● Page excerpt:
- Opening Delimiter -
Can You Sue for Property Damage in a Car Accident?

Although it keeps things simple to talk about property damage when talking about a personal injury claim, the truth is that property damage claims are not one and the same as a personal injury claim. This separation is perhaps no more noticeable than after a car accident. If you were not injured and required no medical attention, then you would not file a personal injury claim. But if your vehicle was destroyed in the crash, then you can still file a property damage claim.

In the average property damage claim, damages cited by the claimant will include:

  • Vehicle repair or replacement costs
  • Towing expenses if the car cannot be driven away from the accident
  • Rental car bills while the damaged is being fixed or replaced
  • Replacement costs for any personal property in the vehicle that was destroyed

When talking about car accident claims that involve injury, property damage is often bundled into the conversation because a crash severe enough to injure someone inside the vehicle is almost guaranteed to cause significant damage to the vehicle itself.

Do You Need an Attorney for a Property Damage Claim?

The total value of property damage following a car accident is often much less than what you might see in a typical personal injury car accident claim, which will demand compensation for medical bills, lost wages, and pain and suffering. After all, a new sedan will cost about $20,000 on average, but a single day in the hospital can cost $5,000 on the low end of the price spectrum. Severe injuries call for extended hospital stays and special procedures, so the cost of care can skyrocket quickly.
- Closing Delimiter -
● Tasks to carry out:
**A.** According to the article on property damage claims after car accidents, a typical personal injury car accident claim demands compensation for which things? List them all.
**B.** Write what comes next in the article on property damage claims after car accidents, picking up after its last sentence.
The items that come next are not needed.

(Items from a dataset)
- Opening Delimiter -
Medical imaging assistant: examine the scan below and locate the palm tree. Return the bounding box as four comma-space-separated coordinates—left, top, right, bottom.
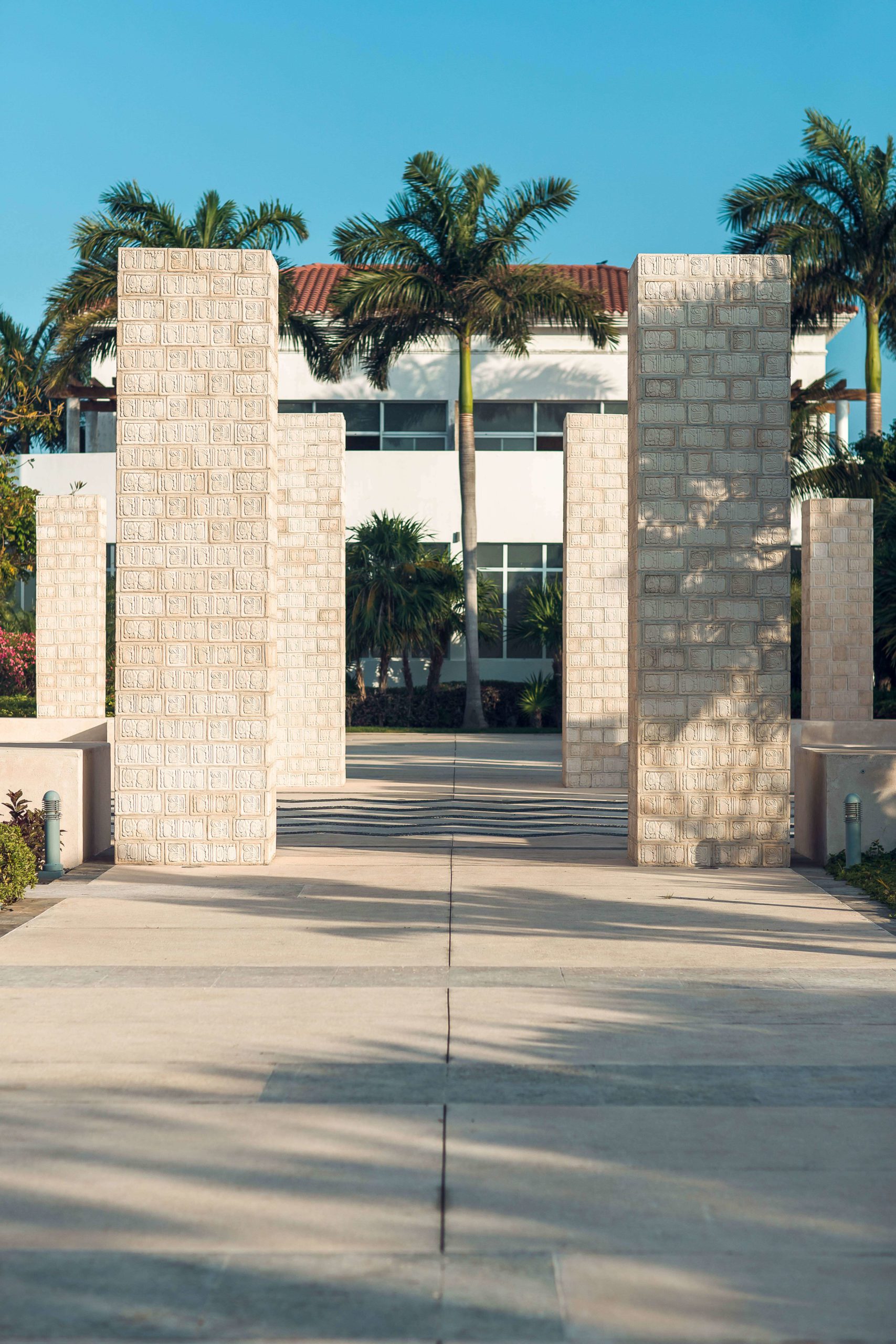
47, 182, 328, 379
0, 309, 65, 453
345, 513, 434, 694
519, 672, 556, 731
333, 153, 615, 729
720, 109, 896, 434
426, 551, 504, 691
513, 579, 563, 687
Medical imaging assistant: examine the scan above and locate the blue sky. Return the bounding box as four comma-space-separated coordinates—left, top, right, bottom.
0, 0, 896, 427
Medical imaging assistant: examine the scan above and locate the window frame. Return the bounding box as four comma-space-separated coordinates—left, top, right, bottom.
477, 542, 563, 663
473, 396, 627, 453
278, 396, 454, 453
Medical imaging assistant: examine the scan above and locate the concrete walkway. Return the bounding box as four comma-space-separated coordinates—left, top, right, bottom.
0, 735, 896, 1344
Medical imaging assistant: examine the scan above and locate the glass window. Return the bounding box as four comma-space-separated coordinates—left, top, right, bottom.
383, 402, 447, 434
508, 542, 541, 573
505, 570, 541, 658
473, 402, 535, 434
539, 402, 600, 434
314, 402, 380, 434
476, 542, 504, 570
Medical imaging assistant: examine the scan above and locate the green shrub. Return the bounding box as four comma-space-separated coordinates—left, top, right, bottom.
5, 789, 47, 872
517, 672, 556, 729
825, 840, 896, 910
0, 695, 38, 735
0, 823, 38, 906
345, 681, 559, 732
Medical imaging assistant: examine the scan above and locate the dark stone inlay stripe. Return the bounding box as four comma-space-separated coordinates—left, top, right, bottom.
259, 1062, 896, 1106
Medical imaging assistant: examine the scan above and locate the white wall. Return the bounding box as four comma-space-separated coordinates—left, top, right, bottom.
22, 322, 845, 556
345, 453, 563, 542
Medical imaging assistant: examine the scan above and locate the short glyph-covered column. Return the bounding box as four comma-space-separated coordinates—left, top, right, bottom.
563, 415, 629, 789
115, 249, 278, 864
35, 495, 106, 719
629, 255, 790, 867
802, 499, 874, 720
277, 415, 345, 789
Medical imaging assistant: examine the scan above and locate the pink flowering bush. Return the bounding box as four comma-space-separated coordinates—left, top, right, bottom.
0, 631, 35, 695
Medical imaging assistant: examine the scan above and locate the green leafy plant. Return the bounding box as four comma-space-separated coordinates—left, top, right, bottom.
4, 789, 46, 872
332, 152, 617, 729
825, 840, 896, 910
0, 309, 66, 454
720, 109, 896, 434
520, 672, 556, 729
0, 454, 39, 593
512, 579, 563, 687
345, 513, 440, 694
0, 824, 38, 906
47, 182, 329, 379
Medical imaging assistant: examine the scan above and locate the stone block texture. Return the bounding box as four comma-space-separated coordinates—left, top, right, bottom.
115, 249, 278, 864
563, 415, 629, 789
802, 500, 874, 719
629, 255, 790, 867
35, 495, 106, 719
277, 415, 345, 789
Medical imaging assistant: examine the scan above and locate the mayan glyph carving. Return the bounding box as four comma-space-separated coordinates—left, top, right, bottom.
277, 415, 345, 789
35, 494, 106, 719
115, 249, 278, 864
629, 255, 790, 867
802, 499, 874, 720
563, 415, 629, 789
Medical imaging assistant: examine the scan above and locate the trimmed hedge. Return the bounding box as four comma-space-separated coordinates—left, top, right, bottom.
0, 824, 38, 906
345, 681, 560, 731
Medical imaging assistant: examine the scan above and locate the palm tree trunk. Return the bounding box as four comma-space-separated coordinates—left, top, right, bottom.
865, 304, 882, 434
402, 644, 414, 695
458, 334, 485, 729
426, 640, 445, 691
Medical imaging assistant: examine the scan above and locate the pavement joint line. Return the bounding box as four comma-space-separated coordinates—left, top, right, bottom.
794, 863, 896, 938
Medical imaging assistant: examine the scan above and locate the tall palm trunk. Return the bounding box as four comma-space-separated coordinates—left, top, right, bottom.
402, 644, 414, 695
426, 640, 445, 691
458, 334, 485, 729
865, 304, 882, 434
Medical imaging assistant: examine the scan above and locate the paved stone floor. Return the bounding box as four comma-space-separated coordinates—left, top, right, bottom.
0, 735, 896, 1344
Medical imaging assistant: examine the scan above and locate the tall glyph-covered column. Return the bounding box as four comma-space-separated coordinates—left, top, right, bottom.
277, 415, 345, 789
35, 495, 106, 719
563, 415, 629, 789
629, 255, 790, 867
115, 247, 278, 864
802, 499, 874, 720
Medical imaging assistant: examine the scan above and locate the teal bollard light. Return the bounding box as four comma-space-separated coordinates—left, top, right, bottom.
844, 793, 862, 868
40, 789, 66, 881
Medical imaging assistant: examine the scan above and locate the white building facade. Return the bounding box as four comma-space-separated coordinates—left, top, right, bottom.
20, 264, 849, 681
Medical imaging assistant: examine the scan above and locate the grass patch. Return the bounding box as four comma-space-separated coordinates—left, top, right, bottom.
825, 840, 896, 911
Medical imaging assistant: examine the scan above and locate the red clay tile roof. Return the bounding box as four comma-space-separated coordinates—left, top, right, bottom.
293, 261, 629, 313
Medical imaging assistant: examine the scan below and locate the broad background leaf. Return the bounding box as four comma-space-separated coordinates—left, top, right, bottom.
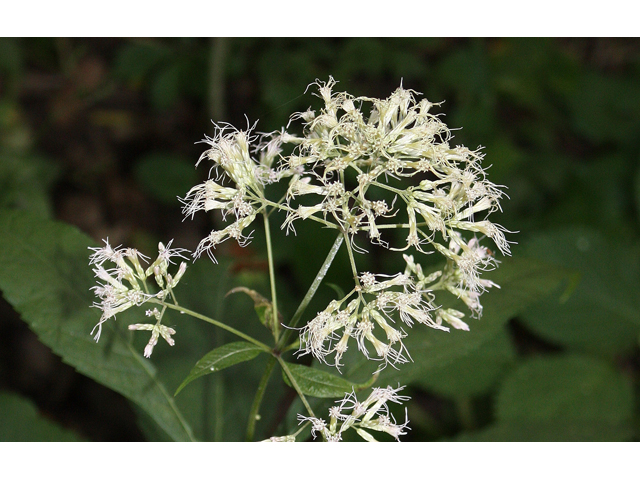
- Closing Delimiter -
● Answers below:
**A.** Medical bills, lost wages, and pain and suffering.

**B.**
Does the lower cost of property damage in an auto accident claim mean you do not need to get a lawyer? Not necessarily. With any interaction with an insurance company, you need to be mindful of what is said and what you sign.

The insurance company that provides your property damage coverage will probably give you a lowball amount the first time they offer anything at all. Once you sign a release agreeing to the amount offered, the deal is done, and the claim is closed. There is no going back or appealing a voluntarily signed settlement amount.

To help protect yourself from getting coerced into accepting an unreasonably low settlement, you can use an attorney’s legal guidance and counsel. Although, most personal injury attorneys do not accept low-value cases to keep their focus on clients facing life-changing financial situations and injuries. If your property damage claim only amounts to a few thousand dollars, then a car accident attorney might only offer general counsel but not representation.